*** Opening PAGE EXTRACT ***

Problems can occur when people take up offers on the internet, if the offers have an international flavour; that is, buying goods from overseas for delivery in New Zealand.
Pursuit of remedies under New Zealand law in such cases could have a jurisdictional problem as well as being expensive, irrespective of what the offeror said about the product.
The cost of setting up an internet retail operation can be costly, although the rewards may compensate for the outlay, and that affects small businesses with limited financial resources.
Highly advanced technology companies, as opposed to those based on the internet, are a different category.
Many may operate at the frontiers of particular technologies, with consequent risks.
There have been numerous examples of stocks selling at astronomical prices before they had revenue, positive cash flows and/or profit.
That phenomenon could be compared with similar booms in the share prices of, for example, bluesky mineral exploration companies before they confirmed commercial deposits.
A lack of discrimination among investors, internal and local, professional and private, can be blamed for the current volatility of technology stocks.
It seems anything that could be seen as involved in computers, telecommunications, their associated suppliers and the internet get a "high-tech" tag and drew in "investors," some of whom were speculators with little knowledge of the products/services, financial strengths, managerial competence, potential markets, productive capacity and industry competition.
Examination of those matters has been considered basic in relation to the "old" economy but apparently can be ignored in the "new."
Companies involved in various forms of e-commerce, telecommunications, computer applications in specific industries and general internet activity listed on the New Zealand Stock Exchange have slumped from their 2000 price highs, with a few exceptions.

*** Closing PAGE EXTRACT ***
*** Opening GIVEN INFORMATION ***

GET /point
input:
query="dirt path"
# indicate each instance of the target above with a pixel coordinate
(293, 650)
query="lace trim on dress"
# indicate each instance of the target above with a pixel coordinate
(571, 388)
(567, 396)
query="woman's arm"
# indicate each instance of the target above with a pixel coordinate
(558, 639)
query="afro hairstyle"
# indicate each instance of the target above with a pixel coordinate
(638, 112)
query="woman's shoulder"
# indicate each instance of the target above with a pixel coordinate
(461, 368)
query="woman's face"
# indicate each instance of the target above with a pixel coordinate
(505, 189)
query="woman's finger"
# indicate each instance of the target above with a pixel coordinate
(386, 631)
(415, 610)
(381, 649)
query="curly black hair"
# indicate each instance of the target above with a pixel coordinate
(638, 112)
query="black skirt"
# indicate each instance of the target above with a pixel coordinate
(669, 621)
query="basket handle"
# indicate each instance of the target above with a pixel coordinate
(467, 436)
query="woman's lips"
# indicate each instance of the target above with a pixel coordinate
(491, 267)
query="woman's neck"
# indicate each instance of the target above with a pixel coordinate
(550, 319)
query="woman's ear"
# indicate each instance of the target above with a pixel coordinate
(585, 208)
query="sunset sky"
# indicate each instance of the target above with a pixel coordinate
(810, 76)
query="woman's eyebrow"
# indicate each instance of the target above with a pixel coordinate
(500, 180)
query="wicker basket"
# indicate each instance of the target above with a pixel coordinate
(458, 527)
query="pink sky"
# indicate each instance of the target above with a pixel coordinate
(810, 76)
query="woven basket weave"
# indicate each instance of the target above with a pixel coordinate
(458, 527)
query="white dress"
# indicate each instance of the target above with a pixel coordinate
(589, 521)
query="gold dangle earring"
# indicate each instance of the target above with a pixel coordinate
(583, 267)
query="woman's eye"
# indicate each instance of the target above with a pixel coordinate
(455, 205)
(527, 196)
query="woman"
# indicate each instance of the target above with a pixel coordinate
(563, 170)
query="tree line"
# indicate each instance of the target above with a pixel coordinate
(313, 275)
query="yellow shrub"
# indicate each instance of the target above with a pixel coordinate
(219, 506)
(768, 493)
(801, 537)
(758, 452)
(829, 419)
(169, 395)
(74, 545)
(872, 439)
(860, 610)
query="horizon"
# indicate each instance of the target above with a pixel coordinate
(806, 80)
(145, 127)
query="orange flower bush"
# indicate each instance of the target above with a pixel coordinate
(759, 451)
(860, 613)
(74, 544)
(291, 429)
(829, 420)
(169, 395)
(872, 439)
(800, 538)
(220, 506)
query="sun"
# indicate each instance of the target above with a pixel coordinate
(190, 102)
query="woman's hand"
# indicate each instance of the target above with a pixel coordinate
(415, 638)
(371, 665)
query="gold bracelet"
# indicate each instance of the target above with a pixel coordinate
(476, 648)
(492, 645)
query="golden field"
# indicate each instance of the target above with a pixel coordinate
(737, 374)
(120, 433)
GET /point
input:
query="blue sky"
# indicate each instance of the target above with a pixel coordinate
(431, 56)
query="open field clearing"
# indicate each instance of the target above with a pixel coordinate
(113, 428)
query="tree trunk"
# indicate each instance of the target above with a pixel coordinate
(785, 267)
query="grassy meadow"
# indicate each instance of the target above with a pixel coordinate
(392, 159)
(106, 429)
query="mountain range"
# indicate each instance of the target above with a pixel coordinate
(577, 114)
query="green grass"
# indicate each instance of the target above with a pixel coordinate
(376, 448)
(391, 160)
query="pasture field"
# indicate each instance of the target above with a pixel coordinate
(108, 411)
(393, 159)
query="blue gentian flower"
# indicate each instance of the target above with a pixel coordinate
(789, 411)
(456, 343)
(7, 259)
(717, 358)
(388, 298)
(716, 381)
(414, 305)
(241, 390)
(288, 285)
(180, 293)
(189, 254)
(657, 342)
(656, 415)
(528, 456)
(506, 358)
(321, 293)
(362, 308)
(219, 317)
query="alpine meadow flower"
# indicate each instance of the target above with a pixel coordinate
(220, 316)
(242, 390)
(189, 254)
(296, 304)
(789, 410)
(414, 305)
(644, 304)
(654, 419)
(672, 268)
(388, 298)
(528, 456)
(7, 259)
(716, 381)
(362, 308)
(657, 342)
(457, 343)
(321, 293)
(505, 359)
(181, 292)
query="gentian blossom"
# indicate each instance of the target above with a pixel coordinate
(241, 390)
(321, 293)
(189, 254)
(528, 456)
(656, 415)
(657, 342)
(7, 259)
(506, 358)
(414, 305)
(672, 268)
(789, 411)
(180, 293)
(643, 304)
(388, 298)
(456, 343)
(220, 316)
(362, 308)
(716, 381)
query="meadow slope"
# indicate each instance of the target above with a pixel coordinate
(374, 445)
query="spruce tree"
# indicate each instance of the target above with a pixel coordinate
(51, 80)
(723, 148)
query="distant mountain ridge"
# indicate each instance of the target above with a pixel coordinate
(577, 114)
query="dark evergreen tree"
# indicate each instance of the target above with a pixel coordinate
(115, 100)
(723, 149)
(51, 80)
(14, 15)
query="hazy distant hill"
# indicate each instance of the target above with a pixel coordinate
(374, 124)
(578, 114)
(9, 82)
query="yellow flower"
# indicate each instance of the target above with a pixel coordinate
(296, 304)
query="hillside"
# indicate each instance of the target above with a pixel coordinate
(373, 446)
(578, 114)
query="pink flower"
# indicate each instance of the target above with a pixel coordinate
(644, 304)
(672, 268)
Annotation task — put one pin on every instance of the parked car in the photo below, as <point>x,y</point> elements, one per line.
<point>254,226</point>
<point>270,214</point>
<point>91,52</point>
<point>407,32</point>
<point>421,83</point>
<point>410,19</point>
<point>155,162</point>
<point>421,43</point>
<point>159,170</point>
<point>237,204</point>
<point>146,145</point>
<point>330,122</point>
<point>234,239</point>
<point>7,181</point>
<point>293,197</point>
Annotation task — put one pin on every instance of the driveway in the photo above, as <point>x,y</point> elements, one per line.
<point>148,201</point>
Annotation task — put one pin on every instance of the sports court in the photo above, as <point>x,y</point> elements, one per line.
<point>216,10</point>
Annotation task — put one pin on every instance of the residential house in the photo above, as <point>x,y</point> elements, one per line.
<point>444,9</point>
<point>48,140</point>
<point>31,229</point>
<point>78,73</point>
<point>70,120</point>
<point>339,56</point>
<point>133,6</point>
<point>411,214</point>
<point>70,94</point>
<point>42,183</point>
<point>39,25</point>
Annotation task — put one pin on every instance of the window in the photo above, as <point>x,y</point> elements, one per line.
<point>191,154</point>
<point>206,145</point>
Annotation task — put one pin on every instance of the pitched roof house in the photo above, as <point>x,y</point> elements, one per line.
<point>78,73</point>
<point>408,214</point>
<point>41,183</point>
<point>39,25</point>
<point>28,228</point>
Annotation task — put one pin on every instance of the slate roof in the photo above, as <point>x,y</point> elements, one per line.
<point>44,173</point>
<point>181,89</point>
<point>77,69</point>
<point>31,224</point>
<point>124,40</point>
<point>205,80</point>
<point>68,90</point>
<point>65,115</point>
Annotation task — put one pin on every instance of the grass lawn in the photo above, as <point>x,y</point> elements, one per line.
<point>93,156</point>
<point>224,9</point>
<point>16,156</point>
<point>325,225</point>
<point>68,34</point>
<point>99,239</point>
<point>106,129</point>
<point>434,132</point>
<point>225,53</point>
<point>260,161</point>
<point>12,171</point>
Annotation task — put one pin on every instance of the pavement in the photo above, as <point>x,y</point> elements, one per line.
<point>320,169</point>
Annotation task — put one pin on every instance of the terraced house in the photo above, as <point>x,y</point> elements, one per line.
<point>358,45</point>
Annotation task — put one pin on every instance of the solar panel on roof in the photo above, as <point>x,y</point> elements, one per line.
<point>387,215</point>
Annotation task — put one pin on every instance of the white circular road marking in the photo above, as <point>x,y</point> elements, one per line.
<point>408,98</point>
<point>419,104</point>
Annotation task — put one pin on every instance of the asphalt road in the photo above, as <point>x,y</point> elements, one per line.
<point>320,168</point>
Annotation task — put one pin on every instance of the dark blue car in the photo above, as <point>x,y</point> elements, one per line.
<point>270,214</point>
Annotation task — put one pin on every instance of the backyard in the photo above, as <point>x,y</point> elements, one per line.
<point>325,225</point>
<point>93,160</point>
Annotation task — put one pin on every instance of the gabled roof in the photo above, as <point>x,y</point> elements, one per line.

*** Closing GIVEN INFORMATION ***

QUESTIONS:
• A. Summarize the passage on internet commerce and technology stocks in two sentences.
• B. Write the next part of the passage on internet commerce and technology stocks, picking up after its final sentence.

RESPONSES TO THE TASKS:
• A. Buying goods from overseas on the internet can leave people in New Zealand with remedies that are expensive and may face jurisdictional problems, and setting up an internet retail operation can be costly for small businesses with limited financial resources. Technology stocks have often sold at astronomical prices before they had revenue or profit, and their current volatility, with most New Zealand-listed technology companies slumping from their 2000 highs, can be blamed on a lack of discrimination among investors.

• B.
Baycorp has been a top performer this year, assuming it is acceptable to classify the company as a technology stock based on its computer-application network and associations with overseas groups of a similar bent.
Opinions differ on what could be classified as technology stock on the New Zealand exchange, using the term in its broadest sense.
But at least 16, including Australian companies such as Telstra, are listed.
They range in size from Telecom to Beauty Direct.
Associations with technology stocks go beyond fancy work on the internet or the supply of advanced telecommunications equipment.
An example was seen last week when rural services company Wrightson and Genesis Research & Development Corporation announced they would form a long-term research and development partnership.
They are combining Genesis' expertise in genomic (another technology word) discovery with Wrightson's ability to "create and deliver solutions for New Zealand farmers."
The partnership would undertake genomic research into pasture grasses, focusing "first on specialised DNA databases for two new generation Wrightson ryegrass varieties" to develop improved systems for pasture management and increased agricultural productivity.
Such a venture may seem much less exciting than selling widgets over the internet but is more important to the New Zealand economy and its future than a glorified mail-order business.
Genesis chief executive Jim Watson said the alliance was about enhancing agricultural methods by developing innovative plant products that would improve productivity for New Zealand farmers.
Dr Watson said the agreement would see Genesis take a position and build capability in a primary industry that combined its expertise in gene discovery with Wrightson's strengths in product development, marketing and distribution.
Wrightson chief executive Alan Freeth said the partnership involved co-operation between agricultural, farming and business expertise, with a leading science and technology base.
Dr Watson and Dr Freeth summed up what investors should be looking for when they put money into "technology" stocks.
The current fad for anything that can be given a technology tag smacks of the frenzy in so-called investment companies in the 1980s before the crash. We know what happened to them.